[START Task material]

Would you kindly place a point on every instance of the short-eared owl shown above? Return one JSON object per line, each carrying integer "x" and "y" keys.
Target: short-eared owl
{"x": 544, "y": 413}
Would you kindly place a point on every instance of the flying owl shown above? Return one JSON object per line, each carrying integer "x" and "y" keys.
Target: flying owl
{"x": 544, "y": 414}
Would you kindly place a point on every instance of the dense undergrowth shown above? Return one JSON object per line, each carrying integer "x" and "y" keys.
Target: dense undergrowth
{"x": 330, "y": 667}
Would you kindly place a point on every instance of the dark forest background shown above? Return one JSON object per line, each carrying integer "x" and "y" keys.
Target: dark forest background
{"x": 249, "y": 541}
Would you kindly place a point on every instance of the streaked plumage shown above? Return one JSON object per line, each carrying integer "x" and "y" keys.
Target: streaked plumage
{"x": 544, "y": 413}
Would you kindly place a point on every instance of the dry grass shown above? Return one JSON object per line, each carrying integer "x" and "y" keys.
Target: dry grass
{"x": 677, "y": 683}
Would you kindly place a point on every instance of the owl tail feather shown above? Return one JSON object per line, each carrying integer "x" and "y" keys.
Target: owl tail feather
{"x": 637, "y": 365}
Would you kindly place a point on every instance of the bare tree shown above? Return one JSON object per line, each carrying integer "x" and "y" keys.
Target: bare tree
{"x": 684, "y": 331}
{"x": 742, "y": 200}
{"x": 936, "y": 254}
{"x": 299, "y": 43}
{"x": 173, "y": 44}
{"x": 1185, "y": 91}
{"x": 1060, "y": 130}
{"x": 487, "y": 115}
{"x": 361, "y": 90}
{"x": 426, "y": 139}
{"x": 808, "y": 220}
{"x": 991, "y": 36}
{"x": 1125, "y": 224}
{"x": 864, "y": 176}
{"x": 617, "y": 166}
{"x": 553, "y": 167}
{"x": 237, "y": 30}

[END Task material]

▶ _Set problem_:
Arrange the items as a two-column CSV with the headers text and answer, one row per item, starting at the line containing "of the streaked" and ending at the last item. Put each item's text and its answer in one quoted field apiece, with line breaks turned into spaces.

▶ _Final result_:
text,answer
"Would you kindly place a point on every instance of the streaked plumage shown above? Return one JSON object per line, each carrying integer ""x"" and ""y"" keys. Target: streaked plumage","{""x"": 544, ""y"": 413}"
"Would you kindly place a point on every instance of the dry grass shown above? Return one JSON object per line, each carrying integer ""x"" and ""y"" keys. Target: dry grass","{""x"": 677, ""y"": 683}"
"Would you kindly place a point on every instance of the owl tail feather shown above? Return one JSON object per line, each carrying integer ""x"" and ""y"" keys. Target: owl tail feather","{""x"": 637, ""y"": 365}"
"Would you kindly place a point on every instance of the bare tree shown above? Return one JSON object per line, each carrying integer ""x"" and ""y"" keys. Target: bare tree","{""x"": 684, ""y"": 331} {""x"": 742, ""y"": 200} {""x"": 936, ""y"": 254} {""x"": 299, ""y"": 43} {""x"": 173, ""y"": 44} {""x"": 1185, ""y"": 91} {""x"": 1060, ""y"": 130} {""x"": 487, ""y"": 115} {""x"": 361, ""y"": 90} {""x"": 426, ""y"": 139} {""x"": 808, ""y"": 220} {""x"": 991, ""y"": 36} {""x"": 1125, ""y"": 224} {""x"": 864, ""y"": 176} {""x"": 617, ""y"": 166} {""x"": 553, ""y"": 167} {""x"": 237, ""y"": 30}"